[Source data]
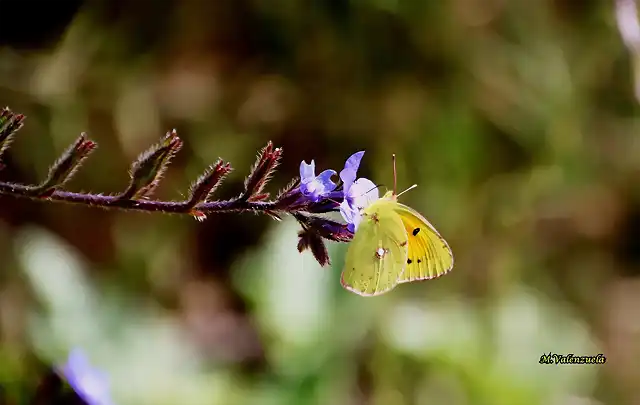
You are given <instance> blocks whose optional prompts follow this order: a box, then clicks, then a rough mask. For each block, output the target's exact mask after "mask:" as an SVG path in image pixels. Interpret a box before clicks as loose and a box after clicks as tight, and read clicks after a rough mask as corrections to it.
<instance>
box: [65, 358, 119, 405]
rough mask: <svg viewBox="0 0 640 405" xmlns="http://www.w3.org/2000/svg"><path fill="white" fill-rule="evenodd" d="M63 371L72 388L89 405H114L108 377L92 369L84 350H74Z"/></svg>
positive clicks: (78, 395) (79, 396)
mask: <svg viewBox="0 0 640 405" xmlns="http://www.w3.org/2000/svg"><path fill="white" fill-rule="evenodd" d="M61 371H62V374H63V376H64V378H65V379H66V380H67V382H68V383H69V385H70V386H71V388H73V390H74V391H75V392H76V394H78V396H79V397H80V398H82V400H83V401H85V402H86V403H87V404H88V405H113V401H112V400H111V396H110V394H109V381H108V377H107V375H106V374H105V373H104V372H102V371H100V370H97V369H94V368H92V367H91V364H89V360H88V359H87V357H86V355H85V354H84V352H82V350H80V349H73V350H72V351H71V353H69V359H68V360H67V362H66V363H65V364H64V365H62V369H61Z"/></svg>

Brief:
Print the data above word for word, leaving out the pictures.

Answer to the problem:
You are given <instance> blocks whose optional prompts follow this order: a box, then clicks, then a rough mask. For each block, output the target's exact mask after "mask:" as an SVG path in image pixels. Interpret a box before clicks as loose and a box after clicks as tight, and read clicks after a rough mask as corrections to it.
<instance>
box: [65, 358, 119, 405]
rough mask: <svg viewBox="0 0 640 405" xmlns="http://www.w3.org/2000/svg"><path fill="white" fill-rule="evenodd" d="M63 371L72 388L89 405H114L108 377L92 369L84 350H74Z"/></svg>
positive clicks: (78, 395) (79, 396)
mask: <svg viewBox="0 0 640 405" xmlns="http://www.w3.org/2000/svg"><path fill="white" fill-rule="evenodd" d="M61 371H62V374H63V376H64V378H65V379H66V380H67V382H68V383H69V385H70V386H71V388H73V390H74V391H75V392H76V394H78V396H79V397H80V398H82V400H83V401H85V402H86V403H87V404H88V405H113V401H112V400H111V396H110V394H109V381H108V377H107V375H106V374H105V373H104V372H102V371H100V370H97V369H94V368H92V367H91V364H89V360H88V359H87V357H86V355H85V354H84V352H82V350H80V349H73V350H72V351H71V353H69V359H68V360H67V362H66V363H65V364H64V365H62V369H61Z"/></svg>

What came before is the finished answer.